[Work instructions] Copy out the material below line for line, without changing any wording.

****

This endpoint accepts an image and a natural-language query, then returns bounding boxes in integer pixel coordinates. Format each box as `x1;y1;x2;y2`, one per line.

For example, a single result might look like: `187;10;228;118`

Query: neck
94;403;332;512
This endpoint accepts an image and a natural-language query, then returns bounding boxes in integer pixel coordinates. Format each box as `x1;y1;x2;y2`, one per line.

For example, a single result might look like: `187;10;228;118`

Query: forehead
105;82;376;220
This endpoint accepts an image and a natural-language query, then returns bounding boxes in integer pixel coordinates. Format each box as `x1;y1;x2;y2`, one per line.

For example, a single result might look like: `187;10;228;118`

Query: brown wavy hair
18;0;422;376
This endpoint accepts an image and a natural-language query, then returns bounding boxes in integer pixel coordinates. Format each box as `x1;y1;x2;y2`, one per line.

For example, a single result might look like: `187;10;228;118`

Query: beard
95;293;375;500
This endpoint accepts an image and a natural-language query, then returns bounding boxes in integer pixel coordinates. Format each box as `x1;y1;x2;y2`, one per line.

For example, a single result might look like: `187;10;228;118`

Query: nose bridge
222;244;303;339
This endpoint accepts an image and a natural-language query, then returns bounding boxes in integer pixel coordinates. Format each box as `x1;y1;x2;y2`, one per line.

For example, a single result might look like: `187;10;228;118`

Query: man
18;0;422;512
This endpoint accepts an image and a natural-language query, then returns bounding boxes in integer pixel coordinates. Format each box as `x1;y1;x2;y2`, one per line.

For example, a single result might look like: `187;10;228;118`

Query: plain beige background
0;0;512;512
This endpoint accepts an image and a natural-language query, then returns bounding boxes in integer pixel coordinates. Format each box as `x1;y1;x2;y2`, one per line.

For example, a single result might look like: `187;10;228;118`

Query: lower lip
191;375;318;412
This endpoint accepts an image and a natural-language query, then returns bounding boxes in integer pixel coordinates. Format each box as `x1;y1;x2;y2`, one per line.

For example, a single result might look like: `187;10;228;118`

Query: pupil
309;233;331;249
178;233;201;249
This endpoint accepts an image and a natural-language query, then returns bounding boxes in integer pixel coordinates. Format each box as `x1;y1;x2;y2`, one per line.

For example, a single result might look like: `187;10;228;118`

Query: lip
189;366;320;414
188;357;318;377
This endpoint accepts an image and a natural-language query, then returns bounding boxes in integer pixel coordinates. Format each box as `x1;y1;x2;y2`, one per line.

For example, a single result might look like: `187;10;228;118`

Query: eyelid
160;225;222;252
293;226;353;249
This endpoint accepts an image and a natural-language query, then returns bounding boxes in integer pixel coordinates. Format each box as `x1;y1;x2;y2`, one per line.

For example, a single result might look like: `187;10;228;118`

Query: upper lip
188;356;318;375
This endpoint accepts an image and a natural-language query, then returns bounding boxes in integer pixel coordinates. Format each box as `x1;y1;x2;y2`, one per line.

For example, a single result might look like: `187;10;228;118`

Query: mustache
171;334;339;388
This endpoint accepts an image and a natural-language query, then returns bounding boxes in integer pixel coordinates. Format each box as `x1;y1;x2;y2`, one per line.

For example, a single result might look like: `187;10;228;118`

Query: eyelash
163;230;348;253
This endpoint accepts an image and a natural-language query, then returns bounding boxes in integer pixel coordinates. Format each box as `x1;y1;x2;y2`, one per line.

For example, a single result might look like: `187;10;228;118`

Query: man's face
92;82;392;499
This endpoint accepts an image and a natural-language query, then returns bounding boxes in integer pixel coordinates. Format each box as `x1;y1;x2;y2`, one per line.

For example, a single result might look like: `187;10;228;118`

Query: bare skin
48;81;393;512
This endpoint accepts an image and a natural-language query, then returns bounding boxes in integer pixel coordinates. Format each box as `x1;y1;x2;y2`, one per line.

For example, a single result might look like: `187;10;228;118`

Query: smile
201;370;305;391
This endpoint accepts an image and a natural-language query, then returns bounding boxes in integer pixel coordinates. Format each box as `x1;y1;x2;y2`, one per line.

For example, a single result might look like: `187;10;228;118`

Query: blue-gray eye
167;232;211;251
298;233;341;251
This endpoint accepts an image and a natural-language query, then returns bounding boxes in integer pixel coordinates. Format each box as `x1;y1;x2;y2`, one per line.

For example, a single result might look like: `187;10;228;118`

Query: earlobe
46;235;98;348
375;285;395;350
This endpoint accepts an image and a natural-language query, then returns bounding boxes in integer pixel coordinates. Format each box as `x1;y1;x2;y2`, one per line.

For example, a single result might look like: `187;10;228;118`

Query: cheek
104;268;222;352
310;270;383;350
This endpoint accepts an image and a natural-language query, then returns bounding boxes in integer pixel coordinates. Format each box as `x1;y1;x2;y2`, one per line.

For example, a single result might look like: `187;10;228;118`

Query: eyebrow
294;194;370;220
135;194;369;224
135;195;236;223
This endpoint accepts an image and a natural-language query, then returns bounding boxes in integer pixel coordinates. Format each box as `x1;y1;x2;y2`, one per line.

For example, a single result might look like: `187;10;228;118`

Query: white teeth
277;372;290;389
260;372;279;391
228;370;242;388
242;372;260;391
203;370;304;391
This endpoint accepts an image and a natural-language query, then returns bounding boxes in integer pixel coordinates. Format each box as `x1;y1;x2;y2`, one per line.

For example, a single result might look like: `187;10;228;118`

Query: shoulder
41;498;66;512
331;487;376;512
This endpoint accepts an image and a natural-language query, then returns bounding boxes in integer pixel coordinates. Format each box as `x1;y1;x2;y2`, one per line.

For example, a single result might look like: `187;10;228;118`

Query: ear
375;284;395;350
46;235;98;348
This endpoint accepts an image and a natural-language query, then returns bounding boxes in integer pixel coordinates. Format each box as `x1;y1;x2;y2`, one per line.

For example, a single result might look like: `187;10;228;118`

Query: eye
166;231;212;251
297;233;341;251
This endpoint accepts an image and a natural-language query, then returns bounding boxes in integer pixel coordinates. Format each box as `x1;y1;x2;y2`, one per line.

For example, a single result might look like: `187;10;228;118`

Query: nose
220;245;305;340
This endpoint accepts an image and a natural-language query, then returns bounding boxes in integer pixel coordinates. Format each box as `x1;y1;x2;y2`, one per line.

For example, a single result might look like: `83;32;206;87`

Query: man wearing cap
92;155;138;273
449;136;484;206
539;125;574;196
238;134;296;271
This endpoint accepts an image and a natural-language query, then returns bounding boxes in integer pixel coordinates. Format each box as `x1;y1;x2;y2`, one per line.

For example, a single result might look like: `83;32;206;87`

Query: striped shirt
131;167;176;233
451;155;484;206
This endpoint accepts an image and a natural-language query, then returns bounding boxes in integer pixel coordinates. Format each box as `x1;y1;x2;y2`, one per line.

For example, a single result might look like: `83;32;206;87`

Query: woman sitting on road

****

[Full solution]
This endpoint accepts an image and a natural-language query, then returns bounding boxes in integer pixel coordinates. Format each box as `x1;y1;x2;y2`, one per line.

For example, a single result might look like: `187;10;228;118`

Query: neck
94;403;332;512
This endpoint accepts an image and a natural-language query, then returns bounding boxes in integer pixel coordinates. Format each box as `x1;y1;x2;y2`, one per line.

For example, a single result might look like: `187;10;228;118`

Query: forehead
105;82;376;220
This endpoint accepts an image and a natural-language query, then returns bounding boxes in integer pixel coordinates. Format each box as `x1;y1;x2;y2`, one per line.

For example, a single result might look like: `187;10;228;118`

Query: brown wavy hair
18;0;422;376
This endpoint accepts an image and a natural-language query, then returns bounding boxes in integer pixel coordinates. Format each box as `x1;y1;x2;y2`, one per line.

For example, a single result might look like: `187;10;228;118`

Query: beard
95;293;375;500
This endpoint accepts an image and a natural-language query, then returns bounding boxes in integer pixel coordinates. Format each box as `x1;y1;x2;y2`, one per line.

For example, a single result might look like: `187;10;228;118`

Query: nose bridge
222;244;303;339
This endpoint accepts an image and a natural-language query, then returns bounding boxes in integer pixel coordinates. Format each box as `x1;y1;x2;y2`, one per line.

For example, a single result might look like: `187;10;228;118`

Query: man
18;0;422;512
This endpoint accepts an image and a natural-language query, then returns bounding boxes in integer pixel coordinates. Format each box as `x1;y1;x2;y2`, one per line.

For example, a single result might look like: `187;10;228;118`

Query: plain beige background
0;0;512;512
This endpoint accepts an image and a natural-language query, then returns bounding boxes in integer pixel coordinates. Format each box as `x1;y1;x2;y2`, one per line.

For example, a single result might look like: `187;10;228;118`

Query: lower lip
191;375;318;412
This endpoint accepts an image and a natural-language query, then returns bounding boxes in integer pixel coordinates. Format each box as `x1;y1;x2;y2`, one per line.

For example, a single result might look like: `187;10;228;118`

Query: pupil
309;233;331;249
178;233;201;249
This endpoint accepts an image and a natural-language query, then returns bounding boxes in integer pixel coordinates. Format each box as `x1;y1;x2;y2`, one per line.

For example, a single result might look like: `187;10;228;118`

Query: lip
189;366;320;414
188;357;318;377
This endpoint accepts an image and a natural-language query, then returns bounding boxes in integer pixel coordinates. Format each box as `x1;y1;x2;y2`, one per line.

For example, a single result might look like: `187;10;228;118`

Query: eyelid
160;225;222;252
293;226;353;249
This endpoint accepts an image and a natural-language query, then returns bounding boxes in integer pixel coordinates. Format each box as `x1;y1;x2;y2`, one per line.

For example, a single result might look like: `187;10;228;118`

Query: upper lip
188;356;318;375
This endpoint accepts an image and a natural-language query, then returns bounding boxes in integer pixel coordinates. Format each box as `x1;y1;x2;y2`, one per line.

For example, a single result might look like: `187;10;228;118`

Query: mustache
171;334;339;388
This endpoint accepts an image and a natural-language query, then returns bounding boxes in integer pixel coordinates. Format each box as `x1;y1;x2;y2`, one per line.

For example, a single result might look like: `187;10;228;118`

Query: eyelash
163;230;348;253
This endpoint accepts an image and a natural-language query, then returns bounding boxes in integer pixel coordinates. Format each box as `x1;y1;x2;y2`, one per line.

For example, a single result might look like: `187;10;228;118`

Query: man's face
92;82;392;499
This endpoint accepts an image and a natural-language query, then returns bounding boxes in integer pixel coordinates. Format each box as `x1;y1;x2;y2`, one per line.

For example, a single result might look like: `187;10;228;118`

Query: bare skin
48;81;393;512
This endpoint accepts an image and a natural-language query, then returns bounding boxes in integer pixel coordinates. Format each box as `x1;y1;x2;y2`, one per line.

For example, a single result might look like: `187;10;228;118`

Query: smile
201;370;305;391
This endpoint accepts an image and a natural-language query, then returns bounding boxes in integer pixel coordinates. Format each box as `x1;y1;x2;y2`, one per line.

For example, a single result might look like: `187;10;228;118`

Query: blue-gray eye
167;232;211;251
298;233;341;251
This endpoint accepts an image and a natural-language query, then returns bounding boxes in integer pixel coordinates. Format each box as `x1;y1;x2;y2`, one per line.

For example, a single result might look like: `187;10;228;118`

Query: earlobe
46;235;98;348
375;285;395;350
This endpoint accepts an image and a natural-language query, then returns bounding boxes in integer pixel coordinates. Format each box as `x1;y1;x2;y2`, one per line.

For example, a single result might look like: `187;10;228;118`

Query: cheek
104;268;222;352
310;270;383;350
This endpoint accepts an image and a natural-language query, then returns bounding boxes in integer pixel coordinates. Format each box as `x1;y1;x2;y2`, one per line.

For example, a single result might look like: `187;10;228;118`

Query: eyebrow
294;194;370;220
135;194;369;224
135;195;236;223
This endpoint accepts an image and a natural-language query, then returns bounding boxes in integer pixel coordinates. Format each box as `x1;y1;x2;y2`, one per line.

For example, a single result might look like: `187;10;228;118`

Query: white teeth
277;372;290;389
260;372;279;391
228;370;242;388
242;372;260;391
203;370;304;391
This endpoint accepts an image and a natural-language query, then returns bounding boxes in integer pixel coordinates. Format each box as `x1;y1;x2;y2`, one per line.

For example, a single result might look like: `187;10;228;118`

Query: shoulder
41;498;66;512
331;487;376;512
This endpoint accepts an image and a natural-language query, then returns bounding boxes in integer pixel coordinates. Format each box as `x1;y1;x2;y2`, one per line.

For example, a single result might look like: `187;10;228;118`

Query: ear
375;284;395;350
46;235;98;348
This endpoint accepts an image and a natural-language query, then returns bounding boxes in integer pixel coordinates. Format each box as `x1;y1;x2;y2`, one per line.

For example, a single result might look like: `187;10;228;118`

Query: eye
166;231;212;251
297;233;341;251
This endpoint accepts an image and a natural-language query, then returns bounding boxes in integer pixel coordinates. Format each box as `x1;y1;x2;y2`, one per line.

For example, a single result might look like: `187;10;228;118`

Query: nose
220;245;305;340
This endpoint accepts an image and a natural-language query, then returns bounding boxes in integer pixel coordinates. Format each box as `x1;y1;x2;y2`, one per line.

For example, a single result might look like: `83;32;206;87`

Query: man wearing cap
92;155;138;273
449;136;484;206
539;125;574;196
238;134;296;271
This endpoint accepts an image and a natural-language query, then returns bounding boxes in integer pixel coordinates. Format each box as `x1;y1;x2;y2`, one per line.

For example, a single result might look like: `83;32;206;87`

Query: striped shirt
131;167;176;233
451;155;484;206
This endpoint accepts an image and a natural-language query, then returns bounding boxes in integer pixel coordinates. Format each box as `x1;y1;x2;y2`, one per line.

For example, a single result might look like: `83;32;206;87`

Query: woman sitting on road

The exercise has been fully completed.